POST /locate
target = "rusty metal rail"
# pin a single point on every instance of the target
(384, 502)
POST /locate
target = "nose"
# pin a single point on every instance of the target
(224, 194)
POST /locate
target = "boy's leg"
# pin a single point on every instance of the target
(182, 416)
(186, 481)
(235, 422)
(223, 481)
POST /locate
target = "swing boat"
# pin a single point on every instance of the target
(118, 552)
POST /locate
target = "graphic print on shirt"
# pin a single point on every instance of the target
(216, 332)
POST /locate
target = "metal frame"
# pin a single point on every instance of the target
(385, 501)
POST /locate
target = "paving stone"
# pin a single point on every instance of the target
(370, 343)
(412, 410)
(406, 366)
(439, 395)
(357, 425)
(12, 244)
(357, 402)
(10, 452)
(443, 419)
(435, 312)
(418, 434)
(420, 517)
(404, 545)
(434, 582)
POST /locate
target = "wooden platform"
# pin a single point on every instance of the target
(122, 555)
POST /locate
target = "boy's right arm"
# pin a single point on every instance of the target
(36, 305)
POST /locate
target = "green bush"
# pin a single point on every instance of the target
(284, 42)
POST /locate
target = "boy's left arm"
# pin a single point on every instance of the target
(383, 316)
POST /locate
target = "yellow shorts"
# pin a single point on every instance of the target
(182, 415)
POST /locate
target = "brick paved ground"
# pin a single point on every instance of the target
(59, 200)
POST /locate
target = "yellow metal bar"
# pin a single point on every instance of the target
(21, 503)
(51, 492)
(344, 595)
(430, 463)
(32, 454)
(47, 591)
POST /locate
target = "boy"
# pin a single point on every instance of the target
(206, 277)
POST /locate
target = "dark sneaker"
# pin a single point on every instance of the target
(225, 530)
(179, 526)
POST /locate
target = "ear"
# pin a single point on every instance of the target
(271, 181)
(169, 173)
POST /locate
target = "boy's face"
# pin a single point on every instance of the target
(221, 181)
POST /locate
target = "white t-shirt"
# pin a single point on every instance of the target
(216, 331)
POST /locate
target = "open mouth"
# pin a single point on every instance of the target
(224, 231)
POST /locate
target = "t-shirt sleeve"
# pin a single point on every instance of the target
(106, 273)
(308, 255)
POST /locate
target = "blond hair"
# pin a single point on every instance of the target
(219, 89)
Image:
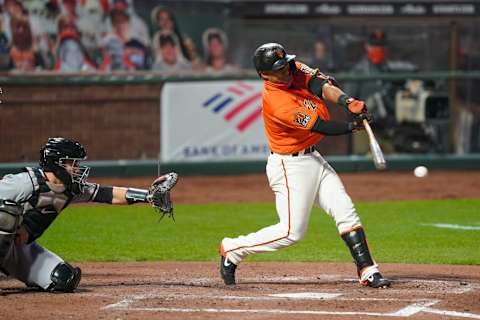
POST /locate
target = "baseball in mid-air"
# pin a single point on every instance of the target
(420, 171)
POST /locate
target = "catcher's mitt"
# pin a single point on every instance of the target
(159, 194)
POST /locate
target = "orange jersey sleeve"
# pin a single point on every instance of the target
(289, 113)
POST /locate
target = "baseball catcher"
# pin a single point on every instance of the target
(31, 200)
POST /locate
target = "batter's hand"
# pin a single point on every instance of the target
(356, 106)
(358, 120)
(21, 237)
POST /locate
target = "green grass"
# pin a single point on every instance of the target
(395, 233)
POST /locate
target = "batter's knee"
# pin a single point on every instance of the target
(65, 278)
(296, 236)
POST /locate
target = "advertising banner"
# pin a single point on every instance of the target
(212, 121)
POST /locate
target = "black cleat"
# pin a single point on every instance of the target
(376, 280)
(227, 270)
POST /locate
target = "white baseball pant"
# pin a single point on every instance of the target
(298, 182)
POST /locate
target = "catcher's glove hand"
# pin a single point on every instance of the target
(159, 194)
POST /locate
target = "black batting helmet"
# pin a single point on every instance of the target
(53, 157)
(271, 57)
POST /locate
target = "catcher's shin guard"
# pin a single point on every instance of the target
(65, 278)
(357, 243)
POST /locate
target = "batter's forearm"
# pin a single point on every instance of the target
(332, 93)
(332, 128)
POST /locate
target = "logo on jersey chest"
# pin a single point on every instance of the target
(307, 70)
(309, 104)
(301, 119)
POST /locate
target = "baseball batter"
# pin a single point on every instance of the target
(30, 201)
(296, 119)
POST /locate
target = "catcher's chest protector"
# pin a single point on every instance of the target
(43, 206)
(44, 199)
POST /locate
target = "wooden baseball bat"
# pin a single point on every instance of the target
(378, 158)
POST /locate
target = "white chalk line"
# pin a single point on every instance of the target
(450, 226)
(408, 311)
(126, 302)
(452, 313)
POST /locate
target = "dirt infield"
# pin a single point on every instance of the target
(179, 290)
(172, 290)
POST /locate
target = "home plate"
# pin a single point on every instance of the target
(307, 295)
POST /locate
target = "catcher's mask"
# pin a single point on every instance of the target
(62, 156)
(271, 57)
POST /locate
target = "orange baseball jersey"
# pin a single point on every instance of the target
(289, 112)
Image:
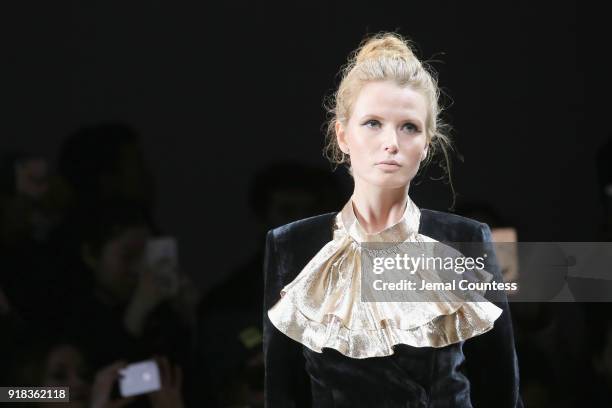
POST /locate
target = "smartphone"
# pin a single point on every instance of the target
(139, 378)
(161, 255)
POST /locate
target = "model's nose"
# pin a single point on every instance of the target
(391, 143)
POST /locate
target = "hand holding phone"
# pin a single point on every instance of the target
(161, 256)
(139, 378)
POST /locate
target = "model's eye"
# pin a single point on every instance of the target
(372, 123)
(411, 127)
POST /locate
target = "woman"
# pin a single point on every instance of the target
(323, 346)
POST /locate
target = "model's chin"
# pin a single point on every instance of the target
(390, 180)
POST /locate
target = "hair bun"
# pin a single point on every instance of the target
(384, 45)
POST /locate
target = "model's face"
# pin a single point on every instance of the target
(385, 135)
(116, 269)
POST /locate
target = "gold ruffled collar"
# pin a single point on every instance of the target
(322, 306)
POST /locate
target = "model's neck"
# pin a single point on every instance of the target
(378, 208)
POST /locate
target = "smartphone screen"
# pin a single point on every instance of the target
(139, 378)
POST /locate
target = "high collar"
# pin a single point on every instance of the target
(407, 226)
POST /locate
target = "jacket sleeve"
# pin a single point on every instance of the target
(286, 383)
(491, 360)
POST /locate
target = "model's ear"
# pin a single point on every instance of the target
(341, 137)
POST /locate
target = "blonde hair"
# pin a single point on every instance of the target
(387, 56)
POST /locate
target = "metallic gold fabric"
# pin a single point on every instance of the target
(322, 306)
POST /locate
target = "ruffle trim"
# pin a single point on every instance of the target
(469, 320)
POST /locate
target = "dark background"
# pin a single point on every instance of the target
(219, 90)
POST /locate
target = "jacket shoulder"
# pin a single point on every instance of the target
(445, 226)
(314, 227)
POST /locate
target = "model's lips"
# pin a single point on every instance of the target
(389, 162)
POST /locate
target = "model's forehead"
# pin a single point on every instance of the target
(387, 98)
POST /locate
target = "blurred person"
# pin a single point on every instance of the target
(230, 316)
(105, 161)
(32, 203)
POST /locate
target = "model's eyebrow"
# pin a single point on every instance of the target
(375, 116)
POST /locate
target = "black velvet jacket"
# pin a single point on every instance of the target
(480, 372)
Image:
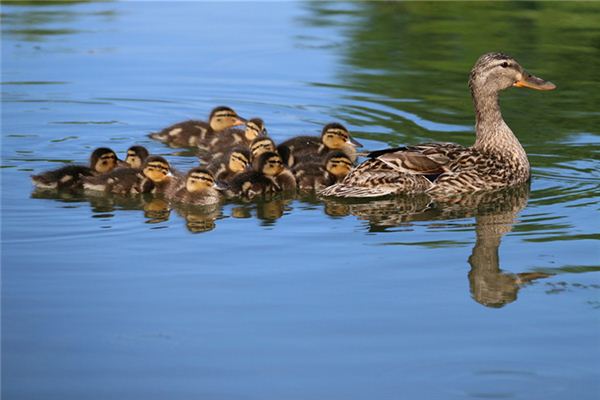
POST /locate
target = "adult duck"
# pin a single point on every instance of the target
(495, 160)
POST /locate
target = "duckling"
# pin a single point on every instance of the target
(496, 159)
(155, 176)
(194, 133)
(234, 162)
(334, 136)
(317, 174)
(102, 160)
(261, 145)
(136, 155)
(199, 189)
(269, 176)
(231, 137)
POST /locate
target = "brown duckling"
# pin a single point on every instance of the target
(155, 176)
(199, 189)
(269, 176)
(194, 133)
(334, 136)
(234, 162)
(231, 137)
(317, 174)
(102, 160)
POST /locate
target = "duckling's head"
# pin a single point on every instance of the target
(103, 160)
(224, 117)
(336, 136)
(270, 163)
(136, 155)
(261, 145)
(157, 169)
(199, 179)
(338, 164)
(238, 160)
(255, 127)
(497, 71)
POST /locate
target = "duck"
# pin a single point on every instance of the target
(334, 136)
(269, 175)
(496, 160)
(317, 174)
(136, 155)
(199, 189)
(155, 176)
(261, 145)
(235, 161)
(231, 137)
(194, 133)
(102, 160)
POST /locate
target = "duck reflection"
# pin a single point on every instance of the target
(495, 214)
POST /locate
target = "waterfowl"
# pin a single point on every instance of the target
(334, 136)
(268, 176)
(318, 174)
(155, 176)
(136, 155)
(199, 189)
(194, 133)
(494, 161)
(234, 162)
(231, 137)
(102, 160)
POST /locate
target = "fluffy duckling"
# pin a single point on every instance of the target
(234, 162)
(318, 174)
(261, 145)
(334, 136)
(102, 160)
(194, 133)
(269, 176)
(136, 155)
(199, 189)
(231, 137)
(155, 176)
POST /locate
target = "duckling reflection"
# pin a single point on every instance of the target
(199, 218)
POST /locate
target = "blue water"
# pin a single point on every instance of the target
(297, 298)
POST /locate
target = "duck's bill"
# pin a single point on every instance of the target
(354, 142)
(533, 82)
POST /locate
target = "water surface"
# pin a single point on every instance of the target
(105, 297)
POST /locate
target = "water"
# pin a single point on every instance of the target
(297, 298)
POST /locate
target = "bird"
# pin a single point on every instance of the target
(234, 162)
(317, 174)
(199, 189)
(268, 176)
(195, 133)
(225, 140)
(102, 160)
(155, 176)
(496, 159)
(334, 136)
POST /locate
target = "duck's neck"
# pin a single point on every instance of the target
(493, 135)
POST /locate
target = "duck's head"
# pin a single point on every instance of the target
(157, 169)
(224, 117)
(199, 179)
(261, 145)
(336, 136)
(338, 164)
(136, 155)
(238, 160)
(255, 127)
(103, 160)
(270, 163)
(494, 72)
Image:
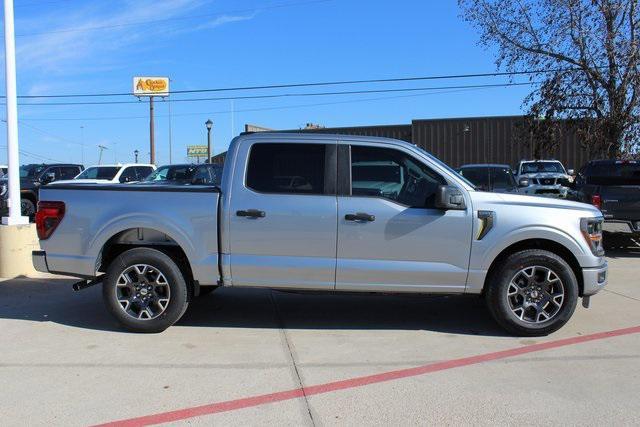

# [The problem]
Scan the entries for the word "duckling". Report each line that has it.

# [Task answer]
target = "duckling"
target = "brown duckling"
target = "duckling's head"
target = "fluffy duckling"
target = "duckling reflection"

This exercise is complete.